Stated problem: Reproduce verbatim the lines of the records from the line containing "Target: utility pole" through the final line of the records, inclusive, and nothing else.

Provided records:

________________

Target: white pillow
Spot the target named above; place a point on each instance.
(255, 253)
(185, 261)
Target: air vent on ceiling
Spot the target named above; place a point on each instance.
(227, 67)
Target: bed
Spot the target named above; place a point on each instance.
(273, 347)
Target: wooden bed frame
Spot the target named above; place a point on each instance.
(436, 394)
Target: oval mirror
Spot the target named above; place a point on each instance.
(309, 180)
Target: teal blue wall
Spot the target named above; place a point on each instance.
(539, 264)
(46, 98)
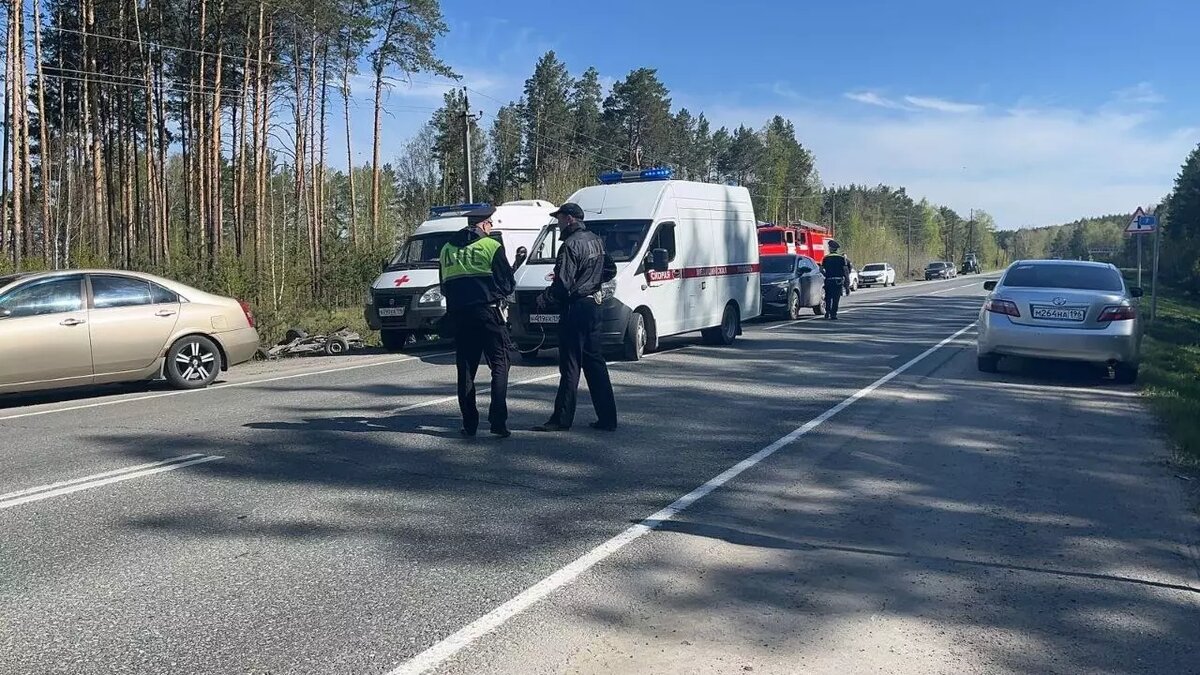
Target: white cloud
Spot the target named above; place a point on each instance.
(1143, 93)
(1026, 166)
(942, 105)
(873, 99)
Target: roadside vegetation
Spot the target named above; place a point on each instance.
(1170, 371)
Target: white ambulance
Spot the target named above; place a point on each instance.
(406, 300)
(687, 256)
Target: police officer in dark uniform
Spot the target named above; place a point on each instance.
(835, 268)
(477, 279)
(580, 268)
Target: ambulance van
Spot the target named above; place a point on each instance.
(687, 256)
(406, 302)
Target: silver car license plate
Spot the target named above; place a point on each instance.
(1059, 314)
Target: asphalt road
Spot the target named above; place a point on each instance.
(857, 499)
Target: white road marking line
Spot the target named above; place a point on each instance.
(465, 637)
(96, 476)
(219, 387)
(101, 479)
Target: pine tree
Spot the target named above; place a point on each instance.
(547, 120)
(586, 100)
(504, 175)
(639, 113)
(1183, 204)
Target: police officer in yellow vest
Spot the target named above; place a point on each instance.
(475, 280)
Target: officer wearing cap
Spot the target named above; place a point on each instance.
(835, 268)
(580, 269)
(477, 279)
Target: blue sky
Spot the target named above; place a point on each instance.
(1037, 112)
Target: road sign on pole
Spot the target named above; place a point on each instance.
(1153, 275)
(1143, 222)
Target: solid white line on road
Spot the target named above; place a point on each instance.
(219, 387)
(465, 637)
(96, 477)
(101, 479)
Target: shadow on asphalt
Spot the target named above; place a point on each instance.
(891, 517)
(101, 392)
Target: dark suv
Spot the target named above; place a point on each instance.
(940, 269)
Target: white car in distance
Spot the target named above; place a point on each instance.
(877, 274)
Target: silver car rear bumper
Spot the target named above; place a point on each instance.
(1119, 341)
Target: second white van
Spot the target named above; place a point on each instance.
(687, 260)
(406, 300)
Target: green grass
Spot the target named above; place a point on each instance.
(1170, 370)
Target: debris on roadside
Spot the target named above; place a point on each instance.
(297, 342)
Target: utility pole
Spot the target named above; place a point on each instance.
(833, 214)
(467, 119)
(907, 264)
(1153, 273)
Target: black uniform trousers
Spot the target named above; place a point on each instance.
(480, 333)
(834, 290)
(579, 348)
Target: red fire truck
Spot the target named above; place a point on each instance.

________________

Output:
Target: utility pole
Spot the target named above; place a point on each instance.
(833, 214)
(467, 119)
(907, 264)
(1153, 273)
Target: black uniform trousers
Spot the target named above; place a point on each instance.
(480, 333)
(834, 290)
(579, 348)
Target: red fire truck
Spot the target named above; place a point on each instance.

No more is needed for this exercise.